Saved entries
- - - - -
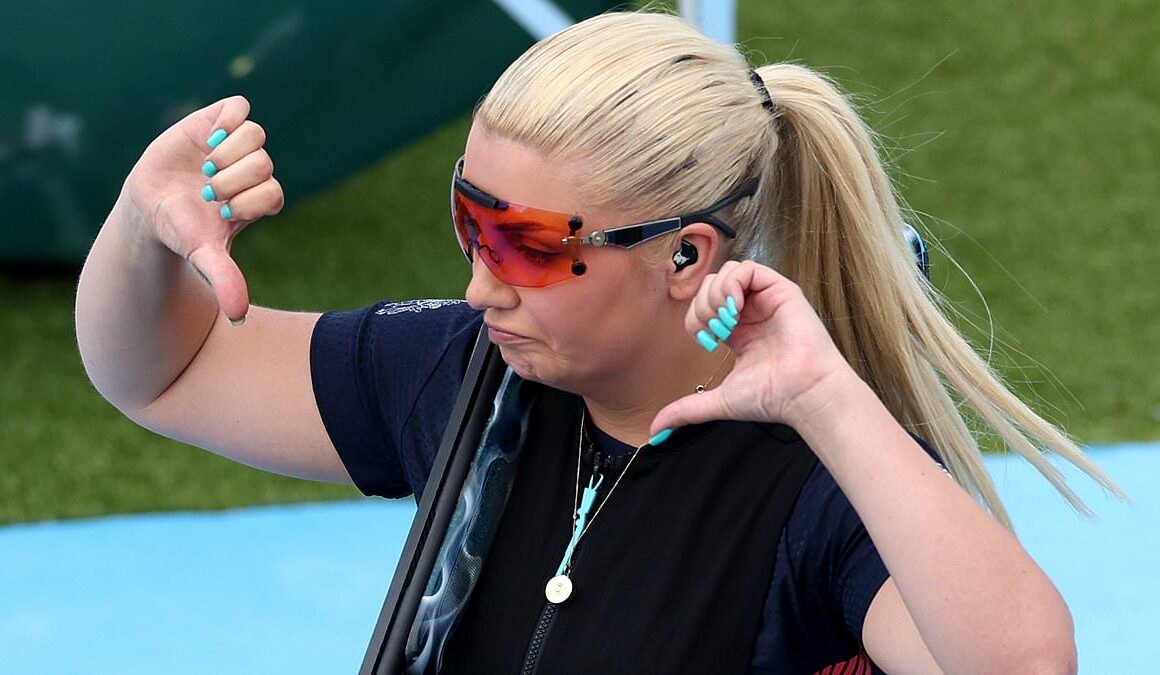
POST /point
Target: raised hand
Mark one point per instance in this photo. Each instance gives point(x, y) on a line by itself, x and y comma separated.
point(197, 186)
point(784, 357)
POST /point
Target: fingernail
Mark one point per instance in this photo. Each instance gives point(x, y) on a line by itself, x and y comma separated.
point(660, 437)
point(719, 328)
point(707, 341)
point(726, 318)
point(216, 138)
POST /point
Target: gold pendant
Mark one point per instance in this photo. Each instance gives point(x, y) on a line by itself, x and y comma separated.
point(558, 589)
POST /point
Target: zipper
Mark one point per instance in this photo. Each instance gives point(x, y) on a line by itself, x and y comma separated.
point(600, 463)
point(536, 646)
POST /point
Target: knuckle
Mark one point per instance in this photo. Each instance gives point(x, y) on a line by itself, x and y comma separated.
point(258, 131)
point(265, 165)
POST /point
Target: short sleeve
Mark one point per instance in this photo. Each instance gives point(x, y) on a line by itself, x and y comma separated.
point(385, 378)
point(829, 546)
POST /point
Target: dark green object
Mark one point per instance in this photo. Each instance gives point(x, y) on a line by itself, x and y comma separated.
point(336, 85)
- - - - -
> [Problem to solve]:
Line by line, print the records above exactly, skipping each picture.

> [Exercise solution]:
POST /point
Target: raised hand
Mark one point per instance in this photo. Each instance gives point(x, y) on a line by itself, x and y comma separated.
point(197, 186)
point(784, 357)
POST /point
Target: fingernail
Mark one point per instance in this photo. Each instance gives point(x, y) on a line by itself, x and y comma separated.
point(660, 437)
point(719, 328)
point(707, 341)
point(726, 318)
point(216, 138)
POST /point
Target: gold pendant
Mark one point per instance in this photo. Each instance gives point(x, y) on a line by itself, x and y comma separated.
point(558, 589)
POST /point
Target: zipper
Mark one point per instance in this photo. Each instance gives point(x, y) on a line by itself, x and y comma separated.
point(600, 463)
point(536, 646)
POST /point
Target: knuckle
Mark one point per instance in this photo. Each instance gives point(x, y) on a line by itself, x and y comma separated.
point(258, 131)
point(265, 165)
POST /point
Target: short sleeve
Mark one point per instance in this photo. Each instance gives point(x, y) on a line by itself, x and y comma separated.
point(385, 378)
point(829, 546)
POST /point
Target: dark green object
Mark one point per instance in this photo. Each instance gives point(x, y) on a line by itself, x and y comma separated.
point(336, 85)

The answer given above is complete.